Extract provided ::
┏━━
Ag Against Hunger unites farmers, food processors and nonprofit food banks in the effort to reduce hunger and promote food security as it simultaneously benefits agriculture producers. This one-of-a-kind program is changing the way fresh fruits and vegetables move through the California food system. The goal is, of course, a secure source of healthful nutrition for all, and an improvement in the health of the more than 20% of our local population that is in need throughout our community.

How We Operate - Ag Against Hunger works with large and small farmers, food processors, and distributors on behalf of food banks, to help the non-profits fully benefit from bountiful harvests. Currently up and running in Monterey, Santa Cruz and San Benito counties, the program has become an efficient model of ways to distribute perishable surplus produce.

When an influx of fresh fruits and vegetables exceeds a grower's or processor’s capacity, Ag Against Hunger picks up, refrigerates, stores and re-distributes the large quantities of newly available, highly perishable fruits and vegetables to rural and urban food banks. Being organized for a quick response is key.

The large-scale and perishable nature of the produce we collect far exceeds what a single food bank could store and distribute. Everyone involved benefits. Food bank clients receive fresh fruits and vegetables that would otherwise be destroyed. Food processors are able to donate their products, knowing that the goods will be handled quickly for optimal freshness and nutrition, and they do not incur the expense of disposing of perfectly good and healthful food into a landfill.

What We've Accomplished - Each year Ag Against Hunger swiftly moves an average of 10 million pounds of highly perishable food into food banks from fields or processing plants, using a coordinated system of refrigerated tractor-trailers and a 5,000 square foot storage cooler.

Since its inception in 1990, the organization has distributed over 154 million pounds of produce to people in need. Locally, Food Bank for Monterey County, Second Harvest of Santa Cruz and San Benito Counties, Grey Bears of Santa Cruz and Community Pantry of San Benito County make our fresh produce available to more than 260 nonprofit human service agencies, and feed over 75,000 low-income people each month.

Food and Health - Adequate and appropriate nutrition is a linchpin of well-being and health that's especially challenging with limited financial resources. The connection between chronic illnesses — diabetes is just one example — and diets poor in fruits and vegetables is well-established. The correlation is strong: The Department of Agriculture states that improved nutrition and lifestyle could reduce illness and death due to cancer by 30-40%, death from cardiovascular disease by 22-30%, and cases of diabetes by 50%.

Among children (who make up more than 1/4 of Ag Against Hunger recipients), diet patterns establish the foundation of adult eating habits. For seniors (27% of our recipients), and pregnant women, healthful eating is also critical.
┗━━
Task instructions ::
1. According to the text on Ag Against Hunger, how large is the storage cooler the organization uses?
2. Extend the text on Ag Against Hunger, picking up right after its last sentence.

Information given ::
┏━━
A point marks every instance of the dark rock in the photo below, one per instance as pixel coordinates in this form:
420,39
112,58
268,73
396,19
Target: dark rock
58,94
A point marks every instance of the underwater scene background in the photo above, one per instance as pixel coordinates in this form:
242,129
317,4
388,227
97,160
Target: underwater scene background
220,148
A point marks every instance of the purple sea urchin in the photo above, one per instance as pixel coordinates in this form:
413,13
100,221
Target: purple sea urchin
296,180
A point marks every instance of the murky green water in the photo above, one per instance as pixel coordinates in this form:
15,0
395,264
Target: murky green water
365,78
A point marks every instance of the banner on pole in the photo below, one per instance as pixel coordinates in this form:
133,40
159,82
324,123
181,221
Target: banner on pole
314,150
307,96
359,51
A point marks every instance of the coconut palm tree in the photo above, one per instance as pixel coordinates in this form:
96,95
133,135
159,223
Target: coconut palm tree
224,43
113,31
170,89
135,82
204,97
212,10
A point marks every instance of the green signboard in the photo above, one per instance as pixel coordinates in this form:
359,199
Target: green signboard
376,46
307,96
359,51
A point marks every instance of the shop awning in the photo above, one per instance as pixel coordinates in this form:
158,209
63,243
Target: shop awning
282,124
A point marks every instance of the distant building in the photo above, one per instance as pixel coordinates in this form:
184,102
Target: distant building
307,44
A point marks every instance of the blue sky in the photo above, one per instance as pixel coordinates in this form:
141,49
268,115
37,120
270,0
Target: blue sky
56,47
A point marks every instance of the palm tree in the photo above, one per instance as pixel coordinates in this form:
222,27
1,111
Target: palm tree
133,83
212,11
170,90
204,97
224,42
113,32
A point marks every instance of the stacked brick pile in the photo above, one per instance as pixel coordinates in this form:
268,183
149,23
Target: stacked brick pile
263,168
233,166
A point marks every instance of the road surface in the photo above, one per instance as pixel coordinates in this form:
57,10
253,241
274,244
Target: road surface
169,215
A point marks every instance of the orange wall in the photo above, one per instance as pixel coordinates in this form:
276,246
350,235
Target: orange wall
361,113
┗━━
┏━━
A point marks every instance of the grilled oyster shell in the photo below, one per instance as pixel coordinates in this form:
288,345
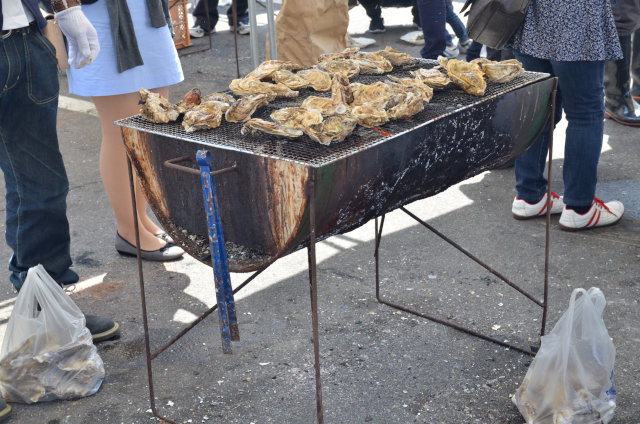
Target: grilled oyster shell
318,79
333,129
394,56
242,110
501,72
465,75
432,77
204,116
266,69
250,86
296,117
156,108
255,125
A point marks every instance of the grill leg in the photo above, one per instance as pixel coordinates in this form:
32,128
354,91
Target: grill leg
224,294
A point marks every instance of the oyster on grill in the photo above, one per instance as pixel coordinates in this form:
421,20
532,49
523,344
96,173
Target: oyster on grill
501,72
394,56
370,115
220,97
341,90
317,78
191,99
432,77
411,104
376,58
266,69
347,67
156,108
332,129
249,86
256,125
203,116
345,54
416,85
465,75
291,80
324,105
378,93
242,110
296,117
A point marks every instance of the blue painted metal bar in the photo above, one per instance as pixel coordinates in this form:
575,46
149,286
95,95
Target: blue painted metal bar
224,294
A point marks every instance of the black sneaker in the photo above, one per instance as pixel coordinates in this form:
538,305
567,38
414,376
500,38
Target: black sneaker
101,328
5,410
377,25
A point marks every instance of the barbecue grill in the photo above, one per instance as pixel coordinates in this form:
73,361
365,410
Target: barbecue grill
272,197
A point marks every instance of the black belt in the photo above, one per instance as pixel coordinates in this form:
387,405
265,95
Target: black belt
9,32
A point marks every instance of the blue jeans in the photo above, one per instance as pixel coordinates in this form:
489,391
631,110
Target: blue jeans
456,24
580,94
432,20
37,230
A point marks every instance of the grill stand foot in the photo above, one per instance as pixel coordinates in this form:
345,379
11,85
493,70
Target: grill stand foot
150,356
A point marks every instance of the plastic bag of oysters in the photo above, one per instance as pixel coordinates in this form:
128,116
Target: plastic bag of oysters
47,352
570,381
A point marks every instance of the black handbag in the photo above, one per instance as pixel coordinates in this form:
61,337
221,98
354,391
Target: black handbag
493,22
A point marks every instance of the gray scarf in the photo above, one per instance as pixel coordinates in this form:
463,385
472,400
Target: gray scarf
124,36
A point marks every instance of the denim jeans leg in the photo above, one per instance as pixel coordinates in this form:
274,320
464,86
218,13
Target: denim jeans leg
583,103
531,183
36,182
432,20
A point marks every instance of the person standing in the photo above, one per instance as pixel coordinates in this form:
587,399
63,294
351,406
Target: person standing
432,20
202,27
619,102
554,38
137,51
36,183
┗━━
┏━━
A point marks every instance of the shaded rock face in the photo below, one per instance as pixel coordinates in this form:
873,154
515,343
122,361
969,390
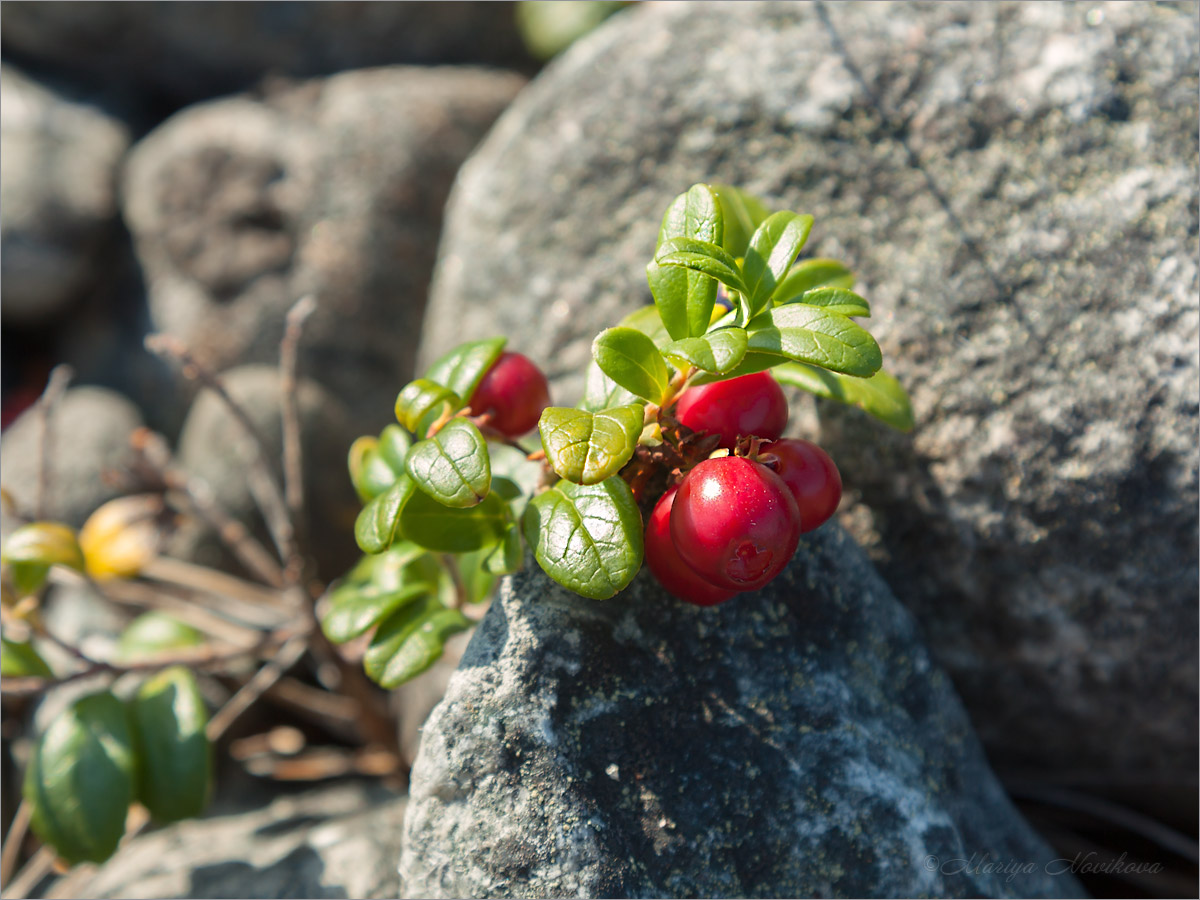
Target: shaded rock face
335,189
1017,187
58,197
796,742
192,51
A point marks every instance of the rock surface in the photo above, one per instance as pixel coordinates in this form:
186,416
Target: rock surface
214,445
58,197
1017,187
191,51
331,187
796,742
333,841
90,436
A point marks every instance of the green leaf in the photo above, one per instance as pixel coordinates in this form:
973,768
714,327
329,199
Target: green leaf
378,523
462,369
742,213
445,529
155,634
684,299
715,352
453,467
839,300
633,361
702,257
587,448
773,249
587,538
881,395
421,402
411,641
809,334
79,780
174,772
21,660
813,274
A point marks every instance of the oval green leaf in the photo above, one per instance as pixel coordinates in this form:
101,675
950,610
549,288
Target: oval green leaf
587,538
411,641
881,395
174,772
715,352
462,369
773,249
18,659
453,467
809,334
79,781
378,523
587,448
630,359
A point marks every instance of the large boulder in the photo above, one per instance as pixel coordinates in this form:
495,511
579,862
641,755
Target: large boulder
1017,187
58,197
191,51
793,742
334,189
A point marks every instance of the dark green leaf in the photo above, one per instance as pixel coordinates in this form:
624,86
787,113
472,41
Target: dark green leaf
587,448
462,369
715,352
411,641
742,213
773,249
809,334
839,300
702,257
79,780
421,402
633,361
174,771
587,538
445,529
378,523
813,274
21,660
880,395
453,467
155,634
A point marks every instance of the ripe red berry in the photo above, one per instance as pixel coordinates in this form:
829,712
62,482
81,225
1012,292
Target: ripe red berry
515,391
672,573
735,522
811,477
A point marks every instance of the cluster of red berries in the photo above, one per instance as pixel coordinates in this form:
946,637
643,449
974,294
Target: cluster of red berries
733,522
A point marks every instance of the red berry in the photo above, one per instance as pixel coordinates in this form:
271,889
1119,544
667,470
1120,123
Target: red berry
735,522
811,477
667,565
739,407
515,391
┗━━
Response list ::
1. 5,000 square feet

2.
The affluent enjoy the option of choosing among a range of nutritious foods and healthy lifestyles. For the poor, the only option is whatever is available and possible at the moment. This lack of healthful food choices contributes to the health disparities we see between the affluent and others, and the increasing number of low-income individuals with chronic health conditions that spring from poor nutrition.

Localism Can Stretch - Last year Ag Against Hunger was able to provide over 8.7 million pounds of high-quality fresh fruits and vegetables to over 50 rural and urban food banks throughout California and beyond. Once nearby local food banks were satisfied, it worked with California Emergency Foodlink, a statewide food distribution program, which dispersed produce to over 50 food banks and community pantries in other parts of the state. After state organizations received all the produce they needed, it worked with food organizations in Arizona, Washington, Oregon, Colorado, Utah and New Mexico to feed about three million people throughout the US West Coast states.

Ag Against Hunger also coordinates a thriving gleaning program. In 2008 volunteers harvested more than 120,000 pounds of produce that would have otherwise been disked underground. On a few weekends each month, 25 to 100 volunteers from diverse organizations — Cub Scouts to church groups — come together to harvest these crops, learn about their local agricultural community, and directly contribute to the amount of produce we pass along to our food bank partners.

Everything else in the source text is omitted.